* DOKUMENTAUSZUG *
::::::::::
Aus dem Herzensleben einer geistvollen Frau
Die Jägerstraße in Berlin hat noch heute inmitten des brausenden, hastigen Treibens der Geschäftsgegenden der großen Stadt einen überwiegend friedlich-heiteren Charakter. Am Ausgang des vorigen Jahrhunderts konnte man sie einsam und vornehm nennen. Eins ihrer behäbig erbauten Häuser wurde damals von der reichen jüdischen Familie Levin bewohnt, und seit Jahren schon war es fast Tag um Tag, an einzelnen Abenden in der Woche besonders, das Ziel meist vornehmer Besucher. Und noch Jahre lang später sollte es in dieser Weise sich ausgezeichnet sehen. Equipagen rollten vor mit männlichen und weiblichen Angehörigen der aristokratischen und diplomatischen Kreise; in den Zimmern der Familienwohnung fanden sich des Abends immer wechselnde Gruppen aus der Welt des geistigen Adels ein. Unzählige Berühmtheiten, die man heute nicht mehr nennt, wie solche, deren Namen die Zeit noch nicht verwischen konnte – ein Humboldt, Schleiermacher, Prinz Louis Ferdinand, Schlegel, Gentz, Varnhagen, Tieck, Fouqué – sind dort ein- und ausgegangen; ausgezeichnete Fremde aus allen Ländern haben sich fort und fort daselbst Stelldichein gegeben. Kein zweites Haus in Berlin war so lange und so ausgesprochen ein Mittelpunkt vornehmer Geister und Menschen, wie dieses.
Und wie oft stiegen die enger Befreundeten aus diesen weitgezogenen Kreisen in die Dachzimmer hinauf, wo in einer dieser „Mansarden“ in aller bürgerlichen Einfachheit Diejenige wohnte, welche einzig und allein die Anziehungskraft des so vielbesuchten Hauses bildete – die Tochter, Fräulein Rahel Levin, immer nur einfach Rahel genannt, und als solche von den Hervorragendsten unter ihren Zeitgenossen gekannt und verehrt.
Die Ursache einer so großen und andauernden, einer so außergewöhnlichen Wirkung dieses Weibes auf Alle, die ihm nahe kamen, lag nicht etwa in einem begehrenswerten Reichthum desselben; denn Rahel hielt mit einem ihr ausgesetzten Jahreseinkommen von nur zwölfhundert Thalern diesen glänzenden Hof, und in dem Hause gab es keinerlei Feste des materiellen Wohllebens. Sie war auch nicht schön, selbst nicht in den Blüthenjahren ihrer Jugend. Sie selber schildert sich einmal allzu abfällig in ihrer Erscheinung: „Ich habe keine Grazie. Das denk’ ich schon sehr lange. … Doch es ist ausgemacht, daß ich eklig bin … ich bin unansehnlicher als häßlich.“ Dennoch, wenn man ihre Büste anschaut, wie sie in ihrem fünfundzwanzigsten Jahre der Meißel Friedrich Tieck’s in marmornen Relief darstellte und wie sie in photographischer Abnahme eine neueste Sammlung ihres Briefwechsels[1] schmückt, so wird man frappirt sein von der classischen Pracht dieses Kopfes mit einem Antlitze, durchleuchtet von Geist.
::::::::::
* ZU ERLEDIGEN *
[a] Übertragen Sie aus dem Text über Rahel Levin wortgetreu den Abschnitt von "Und wie oft" bis "gekannt und verehrt.".
[b] Fassen Sie den Absatz des Textes über Rahel Levin, der mit „Die Ursache einer so großen“ beginnt, knapper zusammen und bewahren Sie dabei seine wesentlichen Angaben.
[c] Zählen Sie alle Berühmtheiten auf, die der Text über Rahel Levin namentlich als Gäste nennt, die im Haus der Familie Levin ein- und ausgegangen sind.
::::::::::
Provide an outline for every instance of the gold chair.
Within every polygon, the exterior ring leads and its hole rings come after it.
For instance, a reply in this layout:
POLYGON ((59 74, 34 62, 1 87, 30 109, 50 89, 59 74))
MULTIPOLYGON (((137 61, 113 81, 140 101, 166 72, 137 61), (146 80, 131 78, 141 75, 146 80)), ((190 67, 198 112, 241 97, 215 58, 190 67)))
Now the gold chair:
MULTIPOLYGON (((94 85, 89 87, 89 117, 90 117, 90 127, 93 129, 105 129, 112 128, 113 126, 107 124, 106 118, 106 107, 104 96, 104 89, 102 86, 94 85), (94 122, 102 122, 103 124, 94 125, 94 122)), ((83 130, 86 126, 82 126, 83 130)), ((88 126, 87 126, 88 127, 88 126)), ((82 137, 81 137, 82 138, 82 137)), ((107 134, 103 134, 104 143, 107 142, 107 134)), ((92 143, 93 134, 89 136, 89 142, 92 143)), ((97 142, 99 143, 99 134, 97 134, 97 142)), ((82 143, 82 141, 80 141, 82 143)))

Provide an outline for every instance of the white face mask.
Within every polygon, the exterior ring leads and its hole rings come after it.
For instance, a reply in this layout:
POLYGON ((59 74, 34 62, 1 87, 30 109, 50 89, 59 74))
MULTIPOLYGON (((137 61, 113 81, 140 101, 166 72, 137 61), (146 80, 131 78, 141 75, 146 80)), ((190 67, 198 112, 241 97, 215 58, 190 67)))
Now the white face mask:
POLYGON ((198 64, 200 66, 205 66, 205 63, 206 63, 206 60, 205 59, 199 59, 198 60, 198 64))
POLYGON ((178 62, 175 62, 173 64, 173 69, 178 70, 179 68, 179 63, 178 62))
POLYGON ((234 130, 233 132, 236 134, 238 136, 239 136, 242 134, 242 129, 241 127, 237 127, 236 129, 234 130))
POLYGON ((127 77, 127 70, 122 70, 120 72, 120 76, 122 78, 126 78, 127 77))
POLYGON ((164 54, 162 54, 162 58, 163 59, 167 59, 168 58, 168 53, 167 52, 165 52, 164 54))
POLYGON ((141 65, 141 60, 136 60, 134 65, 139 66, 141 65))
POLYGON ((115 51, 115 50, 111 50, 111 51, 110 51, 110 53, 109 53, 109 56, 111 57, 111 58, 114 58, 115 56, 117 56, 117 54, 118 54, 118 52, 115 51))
::::::::::
* DIE ANTWORTEN *
[a]
Und wie oft stiegen die enger Befreundeten aus diesen weitgezogenen Kreisen in die Dachzimmer hinauf, wo in einer dieser „Mansarden“ in aller bürgerlichen Einfachheit Diejenige wohnte, welche einzig und allein die Anziehungskraft des so vielbesuchten Hauses bildete – die Tochter, Fräulein Rahel Levin, immer nur einfach Rahel genannt, und als solche von den Hervorragendsten unter ihren Zeitgenossen gekannt und verehrt.

[b] Rahels außergewöhnliche Wirkung auf ihre Umgebung beruhte nicht auf Reichtum. Mit einem Jahreseinkommen von nur zwölfhundert Talern hielt sie ihren glänzenden Hof, und Feste des materiellen Wohllebens gab es im Haus nicht. Schön war sie ebenfalls nicht, auch nicht in ihrer Jugend. Sie selbst beschrieb sich sehr abfällig als ohne Grazie und „unansehnlicher als häßlich“. Ihre Büste zeigt dennoch einen Kopf von klassischer Pracht mit einem von Geist durchleuchteten Antlitz. Friedrich Tieck schuf sie in ihrem fünfundzwanzigsten Jahr als Marmorrelief, und als Photographie schmückt sie eine neueste Sammlung ihres Briefwechsels.

[c]
- Humboldt
- Schleiermacher
- Prinz Louis Ferdinand
- Schlegel
- Gentz
- Varnhagen
- Tieck
- Fouqué